::: Provided text :::

By the summer of 1777, faced with horrible destruction leveled against their kingdoms, and the withdrawal of British support due to their misfortunes in other areas, the Cherokee sought peace. Not all agreed, and many young hot heads left their home villages to pursue the war in uncontrolled bands. At Due West SC on May 20, 1777, and again at Long Island of the Holston in today's Tennessee on June 20, 1777 treaties of peace were signed which gave away much of the Cherokee lands. To SC went most of the piedmont region, with assurances that the whites would leave the refugees of the Lower Kingdom alone in their new abodes in Northern Georgia. To Virginia went all Cherokee claims in Kentucky, and to North Carolina all of today's Tennessee west of the Tennessee River, north of the French Broad and east of the Pigeon River. The Middle Kingdom, who's ceded land was the valley of the French Broad and Pigeon Rivers in Western NC, claimed to have not been properly represented at that signing, so this part of the cession later came into dispute.

1777 and 1778 things were a bit quieter, but small patrols were sent into the nation and often companies of Rangers were sent into the wilderness in pursuit of the occasional renegade raiding party.

In 1779 new troubles broke out and mixed bands of Tories and Indians began attacks along the foothills. Some atrocities along the frontier were the work of other tribes, such as the Chickasaw, that the British were sending to the Carolina frontier. Other incidents were cases of Tories dressed as Indians to disguise themselves from their neighbors. This ugly, neighbor against neighbor struggle was even uglier when the Indians were added to the mix. The nearby refuge of the rugged mountains also plagued the settlers along the Catawba, for any sort of rascal could escape if he could make it to the Blue Ridge. In the fall the settlers went again into Cherokee country to ferret out partisan bands of Loyalists and Indians. Unable to find the guilty parties the settlers once again burned out the villages that had been humbly rebuilt since the treaty of 1777. Still the renegade war parties remained untouched, and raids continued.

Fortunes of War
The end of 1779, and early 1780, brought disaster to American arms in the south. In the earliest part of that year the English had taken Savannah GA. In the fall Patriot forces were called from every corner of the Carolinas and Georgia to take the city back. The new allies of American Independence (and old foe of England) France, agreed to send a large number of French troops by sea to assist in the assault. This was an assault that failed miserably. The American forces limped back to Charleston and the British pursued. To save Charleston the American Army of the South, and militia from all over was called to Charleston. The absence of so many Patriot forces led to an increased boldness on the part of the local Loyalists.

On May 12, 1780, Charleston SC fell to the British and the entire Southern Army was forced to surrender. On June 10 of 1780 a Tory uprising overran the area not too far to the south of Jacob's home and a battle was fought between the Patriot militia and Tories at Ramsour's Mill. Casualties were high and the battle was indecisive. Then on July 25th American troops led by General Horatio Gates marched to the rescue, sent by General George Washington. The hero of Saratoga had arrived to save the day. Pushing the Tory forces back into South Carolina he pursued them to the fortified town of Camden SC where the Red Coats turned and stood for battle. Here the outnumbered British forces pounced upon the American troops on August 16, 1780, and the Patriots were routed with great loss. General Gates rode from the field alone shouting "every man for himself".

::: Data extract :::

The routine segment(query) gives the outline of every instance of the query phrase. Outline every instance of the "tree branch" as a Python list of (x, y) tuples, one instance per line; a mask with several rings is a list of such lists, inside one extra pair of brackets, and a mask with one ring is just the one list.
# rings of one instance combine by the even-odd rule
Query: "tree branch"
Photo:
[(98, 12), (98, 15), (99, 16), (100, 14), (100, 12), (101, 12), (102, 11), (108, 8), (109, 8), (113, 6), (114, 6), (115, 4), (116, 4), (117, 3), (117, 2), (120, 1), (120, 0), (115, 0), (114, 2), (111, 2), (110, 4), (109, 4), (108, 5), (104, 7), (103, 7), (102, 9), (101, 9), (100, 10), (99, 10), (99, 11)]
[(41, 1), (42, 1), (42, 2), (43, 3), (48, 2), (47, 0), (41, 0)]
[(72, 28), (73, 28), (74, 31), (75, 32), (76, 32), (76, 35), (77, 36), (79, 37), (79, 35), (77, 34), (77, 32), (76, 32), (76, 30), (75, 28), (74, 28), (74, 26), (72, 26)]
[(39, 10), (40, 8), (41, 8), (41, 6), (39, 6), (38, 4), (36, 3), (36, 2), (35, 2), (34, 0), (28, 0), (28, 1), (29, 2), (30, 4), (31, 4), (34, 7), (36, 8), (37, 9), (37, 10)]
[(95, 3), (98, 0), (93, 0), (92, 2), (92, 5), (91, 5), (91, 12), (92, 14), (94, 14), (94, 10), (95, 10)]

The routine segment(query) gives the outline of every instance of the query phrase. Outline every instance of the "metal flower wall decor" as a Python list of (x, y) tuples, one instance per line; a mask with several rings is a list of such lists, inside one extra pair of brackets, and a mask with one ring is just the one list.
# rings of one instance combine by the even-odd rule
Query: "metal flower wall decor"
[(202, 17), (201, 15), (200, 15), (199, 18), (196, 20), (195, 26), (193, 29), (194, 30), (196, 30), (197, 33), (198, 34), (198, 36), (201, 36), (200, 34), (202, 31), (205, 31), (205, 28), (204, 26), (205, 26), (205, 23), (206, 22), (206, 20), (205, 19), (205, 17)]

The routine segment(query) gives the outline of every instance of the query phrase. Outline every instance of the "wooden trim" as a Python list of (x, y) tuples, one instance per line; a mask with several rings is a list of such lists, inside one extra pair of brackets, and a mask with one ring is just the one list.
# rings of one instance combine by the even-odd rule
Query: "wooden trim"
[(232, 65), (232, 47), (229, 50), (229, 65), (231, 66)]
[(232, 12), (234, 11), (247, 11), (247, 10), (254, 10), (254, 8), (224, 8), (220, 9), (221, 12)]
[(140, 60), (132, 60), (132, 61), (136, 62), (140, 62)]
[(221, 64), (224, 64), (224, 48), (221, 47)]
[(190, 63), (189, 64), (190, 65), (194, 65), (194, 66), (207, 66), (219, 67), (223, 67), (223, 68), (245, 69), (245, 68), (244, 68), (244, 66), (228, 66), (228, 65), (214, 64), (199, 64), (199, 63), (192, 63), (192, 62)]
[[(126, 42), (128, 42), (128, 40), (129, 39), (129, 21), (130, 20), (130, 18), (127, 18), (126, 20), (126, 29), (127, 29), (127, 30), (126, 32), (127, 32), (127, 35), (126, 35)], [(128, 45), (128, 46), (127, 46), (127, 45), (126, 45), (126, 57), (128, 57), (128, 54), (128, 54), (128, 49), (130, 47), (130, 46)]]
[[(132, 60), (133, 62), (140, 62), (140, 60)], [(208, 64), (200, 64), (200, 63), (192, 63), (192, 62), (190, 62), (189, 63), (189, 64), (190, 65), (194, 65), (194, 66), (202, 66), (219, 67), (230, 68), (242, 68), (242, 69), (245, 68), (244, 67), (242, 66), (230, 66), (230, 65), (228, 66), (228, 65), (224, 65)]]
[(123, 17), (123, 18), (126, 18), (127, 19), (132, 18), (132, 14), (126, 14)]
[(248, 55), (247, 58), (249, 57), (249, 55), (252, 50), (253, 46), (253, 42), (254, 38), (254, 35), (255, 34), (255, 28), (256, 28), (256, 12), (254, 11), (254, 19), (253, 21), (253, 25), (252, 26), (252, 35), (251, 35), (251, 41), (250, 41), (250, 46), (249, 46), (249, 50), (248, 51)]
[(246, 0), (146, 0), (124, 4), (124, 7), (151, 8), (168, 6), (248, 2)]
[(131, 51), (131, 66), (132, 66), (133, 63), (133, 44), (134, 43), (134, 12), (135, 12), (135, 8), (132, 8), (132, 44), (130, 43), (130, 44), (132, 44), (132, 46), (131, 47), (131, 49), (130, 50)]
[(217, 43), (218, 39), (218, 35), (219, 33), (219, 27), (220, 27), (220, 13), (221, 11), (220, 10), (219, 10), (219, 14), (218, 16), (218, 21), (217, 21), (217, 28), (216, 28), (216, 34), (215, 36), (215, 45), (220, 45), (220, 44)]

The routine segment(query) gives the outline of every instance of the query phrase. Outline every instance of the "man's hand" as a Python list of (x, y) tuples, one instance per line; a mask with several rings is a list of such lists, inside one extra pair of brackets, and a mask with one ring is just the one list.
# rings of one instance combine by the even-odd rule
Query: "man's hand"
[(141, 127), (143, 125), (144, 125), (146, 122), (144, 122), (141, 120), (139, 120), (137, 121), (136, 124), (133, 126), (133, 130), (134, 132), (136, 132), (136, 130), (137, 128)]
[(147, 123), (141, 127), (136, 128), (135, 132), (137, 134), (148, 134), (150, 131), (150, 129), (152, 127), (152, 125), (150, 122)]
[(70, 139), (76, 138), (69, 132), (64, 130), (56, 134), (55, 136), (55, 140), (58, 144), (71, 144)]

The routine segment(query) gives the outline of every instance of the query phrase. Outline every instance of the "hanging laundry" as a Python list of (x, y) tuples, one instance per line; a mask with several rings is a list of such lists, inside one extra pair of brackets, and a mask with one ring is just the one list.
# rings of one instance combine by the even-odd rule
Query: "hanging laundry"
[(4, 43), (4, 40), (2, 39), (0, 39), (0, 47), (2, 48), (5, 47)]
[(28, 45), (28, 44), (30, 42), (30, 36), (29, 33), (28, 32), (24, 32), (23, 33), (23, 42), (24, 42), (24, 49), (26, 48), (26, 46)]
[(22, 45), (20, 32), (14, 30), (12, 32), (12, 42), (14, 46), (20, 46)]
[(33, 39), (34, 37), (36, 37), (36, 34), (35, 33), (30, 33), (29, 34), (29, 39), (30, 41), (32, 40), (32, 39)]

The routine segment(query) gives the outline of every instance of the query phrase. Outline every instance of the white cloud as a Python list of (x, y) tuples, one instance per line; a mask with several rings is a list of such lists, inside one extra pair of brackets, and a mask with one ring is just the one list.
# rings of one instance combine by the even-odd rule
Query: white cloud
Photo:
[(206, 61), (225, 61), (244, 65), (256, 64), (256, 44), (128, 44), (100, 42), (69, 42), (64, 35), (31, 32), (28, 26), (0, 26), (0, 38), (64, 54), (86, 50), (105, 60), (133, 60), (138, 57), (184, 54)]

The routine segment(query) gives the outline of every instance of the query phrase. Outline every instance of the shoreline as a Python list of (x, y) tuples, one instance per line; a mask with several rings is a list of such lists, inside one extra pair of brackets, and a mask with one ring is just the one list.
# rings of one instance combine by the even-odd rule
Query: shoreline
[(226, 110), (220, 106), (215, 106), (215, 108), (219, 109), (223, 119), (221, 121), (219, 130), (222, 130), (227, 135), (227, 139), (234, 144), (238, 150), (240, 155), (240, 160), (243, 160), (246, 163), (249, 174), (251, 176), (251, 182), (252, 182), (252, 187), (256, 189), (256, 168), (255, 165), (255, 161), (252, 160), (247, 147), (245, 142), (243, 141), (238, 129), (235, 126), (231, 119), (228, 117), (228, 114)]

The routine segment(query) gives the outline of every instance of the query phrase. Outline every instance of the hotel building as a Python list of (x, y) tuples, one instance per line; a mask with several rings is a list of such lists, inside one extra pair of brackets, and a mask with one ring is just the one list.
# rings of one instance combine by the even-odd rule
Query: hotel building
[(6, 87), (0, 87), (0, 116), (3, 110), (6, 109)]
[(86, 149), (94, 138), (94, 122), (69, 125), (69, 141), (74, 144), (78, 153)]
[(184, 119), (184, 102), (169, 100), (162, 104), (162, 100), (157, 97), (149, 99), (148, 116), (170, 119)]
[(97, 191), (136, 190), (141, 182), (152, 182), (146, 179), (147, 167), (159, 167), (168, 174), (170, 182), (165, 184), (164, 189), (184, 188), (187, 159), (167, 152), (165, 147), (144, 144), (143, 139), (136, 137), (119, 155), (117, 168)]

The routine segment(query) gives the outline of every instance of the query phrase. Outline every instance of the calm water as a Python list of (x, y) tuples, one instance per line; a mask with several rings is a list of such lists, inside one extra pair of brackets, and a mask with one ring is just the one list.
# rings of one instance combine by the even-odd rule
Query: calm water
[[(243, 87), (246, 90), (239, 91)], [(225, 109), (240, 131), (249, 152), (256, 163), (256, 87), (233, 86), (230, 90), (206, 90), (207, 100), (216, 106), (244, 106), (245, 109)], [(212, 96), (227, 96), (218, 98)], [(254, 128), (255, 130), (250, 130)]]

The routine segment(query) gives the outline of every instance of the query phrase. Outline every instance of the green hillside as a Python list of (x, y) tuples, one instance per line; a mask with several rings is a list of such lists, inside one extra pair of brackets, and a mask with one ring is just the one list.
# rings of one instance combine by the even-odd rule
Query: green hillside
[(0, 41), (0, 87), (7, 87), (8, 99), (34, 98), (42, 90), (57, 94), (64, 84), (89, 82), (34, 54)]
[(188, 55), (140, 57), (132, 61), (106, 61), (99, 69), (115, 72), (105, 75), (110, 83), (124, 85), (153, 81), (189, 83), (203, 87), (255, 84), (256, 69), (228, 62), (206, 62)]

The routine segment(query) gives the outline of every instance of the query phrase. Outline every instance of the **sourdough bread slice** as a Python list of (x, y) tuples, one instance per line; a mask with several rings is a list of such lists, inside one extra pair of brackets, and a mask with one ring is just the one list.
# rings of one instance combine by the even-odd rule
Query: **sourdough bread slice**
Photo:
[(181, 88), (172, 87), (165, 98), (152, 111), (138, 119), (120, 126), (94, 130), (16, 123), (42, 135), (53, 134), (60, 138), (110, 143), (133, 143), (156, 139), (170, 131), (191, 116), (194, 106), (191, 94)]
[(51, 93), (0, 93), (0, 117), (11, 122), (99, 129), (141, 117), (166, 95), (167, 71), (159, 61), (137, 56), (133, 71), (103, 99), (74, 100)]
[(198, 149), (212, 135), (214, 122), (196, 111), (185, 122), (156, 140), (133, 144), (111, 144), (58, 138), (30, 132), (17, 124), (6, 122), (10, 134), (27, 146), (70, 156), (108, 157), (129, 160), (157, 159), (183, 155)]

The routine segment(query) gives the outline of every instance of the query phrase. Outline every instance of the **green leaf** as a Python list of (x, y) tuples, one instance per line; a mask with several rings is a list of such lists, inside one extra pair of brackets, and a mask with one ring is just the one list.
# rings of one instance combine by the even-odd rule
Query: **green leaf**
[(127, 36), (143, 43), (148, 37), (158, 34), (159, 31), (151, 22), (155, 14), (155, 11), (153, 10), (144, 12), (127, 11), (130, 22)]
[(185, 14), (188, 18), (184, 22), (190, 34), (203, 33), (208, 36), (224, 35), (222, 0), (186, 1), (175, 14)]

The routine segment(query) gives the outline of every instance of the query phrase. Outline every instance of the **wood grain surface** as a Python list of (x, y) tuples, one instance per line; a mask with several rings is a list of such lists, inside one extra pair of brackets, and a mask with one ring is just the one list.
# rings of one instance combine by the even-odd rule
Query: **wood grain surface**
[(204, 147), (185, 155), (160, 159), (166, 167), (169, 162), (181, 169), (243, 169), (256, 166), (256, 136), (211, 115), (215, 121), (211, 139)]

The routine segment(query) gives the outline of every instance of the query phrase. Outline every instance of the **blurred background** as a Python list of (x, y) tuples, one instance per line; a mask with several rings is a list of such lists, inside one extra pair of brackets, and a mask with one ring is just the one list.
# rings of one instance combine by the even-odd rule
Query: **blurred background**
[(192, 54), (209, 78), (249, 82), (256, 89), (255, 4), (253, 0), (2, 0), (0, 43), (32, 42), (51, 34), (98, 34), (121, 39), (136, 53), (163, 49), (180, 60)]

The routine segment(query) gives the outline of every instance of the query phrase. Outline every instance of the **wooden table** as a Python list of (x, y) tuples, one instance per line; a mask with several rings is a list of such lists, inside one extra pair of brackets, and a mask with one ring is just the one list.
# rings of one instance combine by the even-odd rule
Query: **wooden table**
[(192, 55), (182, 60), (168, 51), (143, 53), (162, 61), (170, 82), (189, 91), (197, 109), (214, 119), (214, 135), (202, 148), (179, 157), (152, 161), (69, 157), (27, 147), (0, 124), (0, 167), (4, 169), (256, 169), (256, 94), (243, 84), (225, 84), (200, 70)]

:::

▶ [What is required]: Could you carry on the account of the Cherokee and the Revolutionary War in the Carolinas, picking up right after its last sentence? These records were taken from a separate source.

▶ [Output of the exercise]:
It's difficult to know the feelings of Jacob and his family during these times. Events had swirled around their homes and battles had been fought less than 30 miles away. Jacob tells us nothing about this, except that he wasn't there. Andrew was also quiet on the point as far as we know. In September things got even "hotter" in this backwoods neighborhood.
After the general defeat and the retreat of Gates resistance fell apart in Georgia and South Carolina. General Clarke of Georgia brought his men and their families north from Georgia seeking refuge across the mountains in the Watauga settlements. He was joined as he withdrew north along the foothills of the Blue Ridge by South Carolina troops and it was rumored they would come to Pleasant Gardens (today's Morganton, NC) to meet retreating North Carolina troops under General McDowell who were camped there. Pleasant Gardens is half way between Jacob's home and Fort Davidson, about 20 miles west.

Cornwallis, the British commander heard of this rumor and decided to launch a lightening raid into the backwoods to intercept them. He chose the dashing cavalry officer and English Gentleman, General Ferguson and ordered him to put together an army of selected Tory troops to go and capture General Clarke and his band and subdue the foothills. Ferguson with 1000 red-coated regulars was on the road by early September marching straight toward the Catawba Valley.

Furgeson's visit to the Catawba
In the event, Clarke, with 300 men and another 300 women and children, actually ascended the Blue Ridge and passed behind the mountains on his way to Watauga, and McDowell left Pleasant Gardens to follow. Ferguson pounded into the area within days and was terribly upset that he missed his quarry. He set about raiding Patriot homes and confiscating goods from wives whose husbands were away with the army. What Patriots he found were promptly jailed, and those whose sentiments were unknown he intimidated and abused if they refused to join him.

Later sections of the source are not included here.